> _Stated problem_:
Retype the records below word for word and omit any image.

[Location annotation dataset excerpts]
------

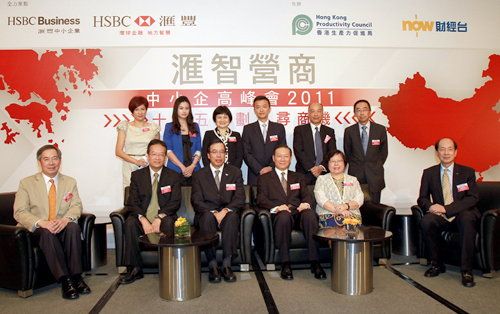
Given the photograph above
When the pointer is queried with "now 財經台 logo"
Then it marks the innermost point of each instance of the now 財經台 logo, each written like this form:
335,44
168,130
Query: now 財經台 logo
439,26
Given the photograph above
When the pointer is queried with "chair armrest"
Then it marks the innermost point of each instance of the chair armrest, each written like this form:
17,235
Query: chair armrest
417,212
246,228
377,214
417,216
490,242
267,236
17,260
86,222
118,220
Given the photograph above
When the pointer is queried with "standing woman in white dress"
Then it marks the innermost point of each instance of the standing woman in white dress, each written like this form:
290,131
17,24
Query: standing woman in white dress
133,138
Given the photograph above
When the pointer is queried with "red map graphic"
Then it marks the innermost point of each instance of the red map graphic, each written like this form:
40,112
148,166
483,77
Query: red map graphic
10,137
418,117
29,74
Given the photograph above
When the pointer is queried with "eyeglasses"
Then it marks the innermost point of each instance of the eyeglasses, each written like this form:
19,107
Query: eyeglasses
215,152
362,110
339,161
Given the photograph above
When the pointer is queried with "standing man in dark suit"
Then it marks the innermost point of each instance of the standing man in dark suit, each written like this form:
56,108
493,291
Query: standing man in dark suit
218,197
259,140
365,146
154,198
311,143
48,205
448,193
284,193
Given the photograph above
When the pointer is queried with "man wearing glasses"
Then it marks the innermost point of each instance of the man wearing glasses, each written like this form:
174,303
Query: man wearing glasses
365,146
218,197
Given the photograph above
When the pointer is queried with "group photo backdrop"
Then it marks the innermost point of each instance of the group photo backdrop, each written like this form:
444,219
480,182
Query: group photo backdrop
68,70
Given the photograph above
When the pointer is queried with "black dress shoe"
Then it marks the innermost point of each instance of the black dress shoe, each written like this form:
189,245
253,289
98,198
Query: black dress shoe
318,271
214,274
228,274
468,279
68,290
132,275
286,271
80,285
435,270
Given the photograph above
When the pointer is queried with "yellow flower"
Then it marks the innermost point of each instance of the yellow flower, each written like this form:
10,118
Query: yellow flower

------

> _Correct output_:
Given the photograph above
When the pointer is queried with "now 財經台 logo"
Then it marks the innermost point of each instance of the now 財經台 logo, each written like this form:
335,44
168,130
Query: now 財經台 logo
439,26
Given the photograph above
When the pointer is queried with "chair armrest"
Then it marks the innermost point of each instance of the chair armrest, each written like this form:
17,235
Query: chair armrest
417,212
246,228
377,214
417,216
490,242
267,236
17,260
86,222
118,220
Given the photograph above
When the pointer is queried with "standing woman in white dress"
Then it marks the innermost point of each instance of the standing woman in white dress, each written like this form:
290,131
17,24
Query: standing woman in white dress
133,138
Given the photograph above
When the pointer is queried with "red map graphic"
Then it marks the innermost point of each instance of the red map graphic, each written like this form:
40,112
148,166
483,77
Query: red map graphic
10,137
418,117
29,74
Given the photograph above
When the pointer is queried with "eyeglasses"
Then it marks the innermost point of each instance of the eyeglasses, each written like this form:
19,107
Query: eyeglasses
215,152
362,110
339,161
Given the photograph above
When the pointer is queried with "standing man in dark suit"
Then it marks the innermost point of each instance of the standing man in dark suit, each written like this form:
56,108
493,291
Query: standing man in dark suit
218,197
259,140
365,146
154,198
311,143
48,205
448,193
284,193
Given the photograph above
When the pointer is queried with "man wearing glasses"
Then it marks the innermost point of each instance of the man wearing glasses, each written like this form:
174,303
Query: man wearing glasses
365,146
218,197
Given the photograph above
When the pointer is queried with "group photo backdrop"
Then it marks the innermost point of each instance of the group photo backdrop, each written like this form:
444,219
480,182
Query: group photo backdrop
68,70
Given the photograph above
When the pointer is queried with "black dress shoe"
Then it marks the innermost point of each instance of the black dress shoe, each written like this form:
189,245
253,289
98,198
Query: black dress shoe
318,271
214,274
228,274
468,279
68,290
132,275
286,271
80,285
435,270
Given the photograph above
When the pointer is queried with "yellow flower"
Then it marks the innermost point of each instance of the yellow flower, each written like this form:
10,118
Query: yellow flower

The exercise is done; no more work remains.